Minority report: There is a need to balance competing risks, and find the least worst option overall, bearing in mind the indirect costs referred to by the UK chief medical adviser, including poor access to healthcare for other conditions, huge rises in mental illness, financial hardship and damage to education. An Office for National Statistics survey found that people in lockdown are more worried about their mental wellbeing than their general health. Health experts warn of a looming mental health crisis for millions of people surrounded by death and disease and forced into isolation, poverty and anxiety, with significant increases of depression, addiction and abuse, and perhaps one in four of us suffering from a form of post-traumatic stress disorder because of the pandemic. Cancer Research UK estimates that 2,700 fewer people are being diagnosed every week. 700,000 routine surgical treatments a month are being affected. Calls to domestic abuse helplines have increased by two thirds. Globally, experts fear resources for other diseases being diverted and depleted, undermining the long fight against other infectious diseases like AIDS, tuberculosis and cholera that kill millions every year. Also at risk are decades-long efforts that allowed the World Health Organization to set target dates for eradicating malaria, polio and other illnesses. In the most vulnerable countries, poverty could be as deadly as the coronavirus crisis.

Majority report: Further outbreaks of coronavirus and rolling lockdowns are inevitable without widespread testing, tracing and isolation across the UK.
--------------------
■ **Exercise set**
(A) For each statement about the text on pandemic risks, say whether it agrees with the text. Answer yes or no, and quote the exact words of the text that decide it. (i) Cancer Research UK estimates that 2,700 fewer people are being diagnosed every week. (ii) Calls to domestic abuse helplines have doubled. (iii) An Office for National Statistics survey found that people in lockdown worry more about their general health than their mental wellbeing.
(B) Translate this sentence from the text on pandemic risks into Spanish: "In the most vulnerable countries, poverty could be as deadly as the coronavirus crisis."
(C) Pick up the text on pandemic risks after its last sentence, and continue writing it.
None of this work needs the records.

(Referring-expression pointing data)
--------------------
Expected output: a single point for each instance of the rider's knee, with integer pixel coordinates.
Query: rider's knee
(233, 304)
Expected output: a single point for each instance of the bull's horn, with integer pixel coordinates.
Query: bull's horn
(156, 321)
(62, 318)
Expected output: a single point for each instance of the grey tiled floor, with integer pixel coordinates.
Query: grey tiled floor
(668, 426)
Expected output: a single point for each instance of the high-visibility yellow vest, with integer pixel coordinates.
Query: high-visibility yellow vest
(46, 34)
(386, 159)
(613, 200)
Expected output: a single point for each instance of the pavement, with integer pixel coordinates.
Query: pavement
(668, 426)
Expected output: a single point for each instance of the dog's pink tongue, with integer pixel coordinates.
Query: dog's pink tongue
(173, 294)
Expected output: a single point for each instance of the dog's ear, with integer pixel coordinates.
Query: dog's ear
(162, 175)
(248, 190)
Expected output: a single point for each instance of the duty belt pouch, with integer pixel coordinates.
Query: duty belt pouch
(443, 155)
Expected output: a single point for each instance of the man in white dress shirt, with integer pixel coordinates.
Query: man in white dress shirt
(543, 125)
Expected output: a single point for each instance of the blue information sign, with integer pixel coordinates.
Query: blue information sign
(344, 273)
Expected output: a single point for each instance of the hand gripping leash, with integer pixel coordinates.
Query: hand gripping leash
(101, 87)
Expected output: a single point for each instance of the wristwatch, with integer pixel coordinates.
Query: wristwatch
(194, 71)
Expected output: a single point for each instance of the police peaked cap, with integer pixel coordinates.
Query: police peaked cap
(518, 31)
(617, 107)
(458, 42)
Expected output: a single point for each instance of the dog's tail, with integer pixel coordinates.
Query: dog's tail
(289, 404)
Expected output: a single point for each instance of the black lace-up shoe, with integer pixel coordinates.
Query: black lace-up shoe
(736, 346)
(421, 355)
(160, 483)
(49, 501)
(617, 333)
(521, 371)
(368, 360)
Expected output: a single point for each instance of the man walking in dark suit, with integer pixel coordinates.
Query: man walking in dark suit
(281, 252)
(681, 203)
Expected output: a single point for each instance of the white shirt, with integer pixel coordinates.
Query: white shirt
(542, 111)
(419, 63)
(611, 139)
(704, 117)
--------------------
■ **Responses in order**
(A)
(i) Yes: "Cancer Research UK estimates that 2,700 fewer people are being diagnosed every week."
(ii) No: "Calls to domestic abuse helplines have increased by two thirds."
(iii) No: "people in lockdown are more worried about their mental wellbeing than their general health."

(B) En los países más vulnerables, la pobreza podría ser tan mortal como la crisis del coronavirus.

(C)
Minority report: Even with an effective vaccine, the virus is likely to remain in circulation for the foreseeable future since no vaccine is 100% effective and not everyone on the planet will be vaccinated. Even with tracing, it is difficult to account for asymptomatic transmission (and at least 40% of people infected may be asymptomatic). The response by governments and the tech industry to the coronavirus outbreak has already raised many concerns about privacy from contact tracing apps, mobile location data tracking and police surveillance drones. Companies are using software to monitor employees working from home. Students are being watched remotely through exam monitoring software, despite privacy concerns about the practice.

Majority report: the planet is healing due to global lockdown, through reduced air pollution, cleaner water, and people reconnecting with nature. The Committee on Climate Change urges investment in new jobs, cleaner air and improved health, more home-working and online GP consultations. The energy secretary has spoken in favour of a green recovery to the recession.
Minority report: The journal Nature says CO2 emissions for 2020 will be roughly the same as 2011, and are likely to increase greatly once the pandemic passes. The transition of the economy away from reliance on burning fossil fuels requires a long-term transition of equipment and factories. The pandemic has shown us is that it is possible to achieve these reductions, but the challenge will be doing it in a sustainable way.

Majority report: Public life has been stripped to its essentials. Amid all the death, difficulty and distress, we’ve come to see what really matters, especially health and care workers, delivery drivers, the stackers of supermarket shelves and good neighbours. We value them better now, whether through public clapping or volunteering or socially-distanced friendliness.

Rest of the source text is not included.